(Stored data)
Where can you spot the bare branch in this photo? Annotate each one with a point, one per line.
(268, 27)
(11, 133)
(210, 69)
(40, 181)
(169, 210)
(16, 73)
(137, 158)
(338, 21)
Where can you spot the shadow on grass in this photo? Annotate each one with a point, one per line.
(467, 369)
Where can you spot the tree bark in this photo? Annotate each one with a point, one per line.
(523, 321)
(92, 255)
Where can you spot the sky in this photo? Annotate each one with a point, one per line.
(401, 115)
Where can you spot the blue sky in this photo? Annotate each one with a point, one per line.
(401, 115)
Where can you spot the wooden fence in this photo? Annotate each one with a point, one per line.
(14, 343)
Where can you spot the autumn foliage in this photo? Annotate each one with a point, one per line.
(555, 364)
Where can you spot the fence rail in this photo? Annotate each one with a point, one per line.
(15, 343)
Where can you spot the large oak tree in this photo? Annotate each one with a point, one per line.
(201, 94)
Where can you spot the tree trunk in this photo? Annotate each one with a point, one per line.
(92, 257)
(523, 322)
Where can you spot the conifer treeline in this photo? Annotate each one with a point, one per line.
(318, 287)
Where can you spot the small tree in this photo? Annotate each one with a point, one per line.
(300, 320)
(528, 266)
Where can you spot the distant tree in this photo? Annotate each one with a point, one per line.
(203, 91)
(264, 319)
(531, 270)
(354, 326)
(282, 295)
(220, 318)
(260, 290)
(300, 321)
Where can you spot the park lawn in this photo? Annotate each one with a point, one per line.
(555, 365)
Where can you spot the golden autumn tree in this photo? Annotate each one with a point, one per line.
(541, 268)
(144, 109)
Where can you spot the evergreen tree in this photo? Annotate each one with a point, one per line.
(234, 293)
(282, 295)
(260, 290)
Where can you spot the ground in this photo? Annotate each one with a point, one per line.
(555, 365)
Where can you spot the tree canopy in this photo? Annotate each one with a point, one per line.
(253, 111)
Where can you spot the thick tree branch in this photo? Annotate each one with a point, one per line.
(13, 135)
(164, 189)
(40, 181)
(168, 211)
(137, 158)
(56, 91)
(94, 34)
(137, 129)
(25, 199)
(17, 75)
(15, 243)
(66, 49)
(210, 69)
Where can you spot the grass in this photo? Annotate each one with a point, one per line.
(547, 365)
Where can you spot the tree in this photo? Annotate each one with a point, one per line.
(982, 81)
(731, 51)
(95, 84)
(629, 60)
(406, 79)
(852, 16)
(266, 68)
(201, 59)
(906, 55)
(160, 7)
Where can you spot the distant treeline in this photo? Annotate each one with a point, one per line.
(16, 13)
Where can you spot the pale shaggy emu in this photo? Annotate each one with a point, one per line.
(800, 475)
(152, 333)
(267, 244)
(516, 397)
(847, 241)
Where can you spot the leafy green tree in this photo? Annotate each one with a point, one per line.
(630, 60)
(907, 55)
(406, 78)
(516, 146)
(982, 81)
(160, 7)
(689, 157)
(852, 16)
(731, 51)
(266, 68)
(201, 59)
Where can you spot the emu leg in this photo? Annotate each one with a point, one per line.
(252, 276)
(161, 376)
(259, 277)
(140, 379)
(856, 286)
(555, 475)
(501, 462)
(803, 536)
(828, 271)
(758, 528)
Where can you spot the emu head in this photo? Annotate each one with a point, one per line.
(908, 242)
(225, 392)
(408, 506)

**Exercise instructions:** Rescale the entries from the line with "Where can you spot the small" through the end of the entries, both ends included. Write out every line again, requests included, with each coordinate in the answers multiplied by 0.6 and rounded to a whole number, halves rounding up.

**Exercise output:**
Where can you spot the small tree in this photo? Annotate each one with a point, one per line.
(180, 192)
(317, 160)
Where can you spot the distant tree in this photo? Annotate each one with a point, one per line.
(122, 55)
(158, 191)
(319, 162)
(212, 196)
(169, 177)
(132, 191)
(156, 174)
(180, 193)
Where can you spot the park lawn in this photo? Annotate each one with a point, one per line.
(333, 219)
Where can you spot the golden autumn tree in this photo? Annotate each one with a point, one per line.
(325, 161)
(86, 65)
Where can you spot the evergreen tree in this photo? Annotate each one with a point, one per line.
(140, 176)
(169, 177)
(156, 174)
Where can you spot the ground in this photo? Annotate each one with a point, one per line.
(333, 219)
Where can you spot the tree canopy in this photo? Annotate each one with a point, one per line.
(152, 67)
Where can you spot the thick tree branch in this photo? Annotate each one with a point, one per line.
(8, 81)
(98, 113)
(24, 109)
(101, 127)
(82, 95)
(34, 55)
(56, 20)
(82, 77)
(15, 119)
(10, 45)
(9, 146)
(40, 29)
(126, 41)
Where can you spot the grass in this photo? Annotate each one with a point, one per line.
(328, 219)
Where can you spot the tree in this photo? Annotate each one with a point, one per line.
(589, 49)
(439, 31)
(57, 50)
(377, 36)
(244, 47)
(511, 10)
(160, 41)
(121, 35)
(544, 33)
(96, 4)
Where can you spot the distant treeline in this photo? Annotate each one with a point, one per line.
(10, 8)
Where can you spot the pale shaggy emu in this photo? Annotate each one with a point, one per line.
(480, 285)
(91, 200)
(160, 146)
(310, 238)
(508, 145)
Where can you spot the leafy green tree in this photo? Annotate each one with a point, one per line.
(378, 36)
(544, 33)
(244, 47)
(310, 88)
(589, 49)
(96, 4)
(413, 94)
(511, 10)
(439, 31)
(160, 41)
(121, 35)
Where can you spot the emu leg in this photo? Annotate each one with a point, one per line.
(151, 166)
(97, 226)
(155, 166)
(84, 227)
(514, 172)
(333, 285)
(301, 277)
(482, 322)
(497, 163)
(455, 317)
Where can you spot the emu head in this photo? Annotate each one with a point, one per line.
(545, 145)
(135, 235)
(245, 304)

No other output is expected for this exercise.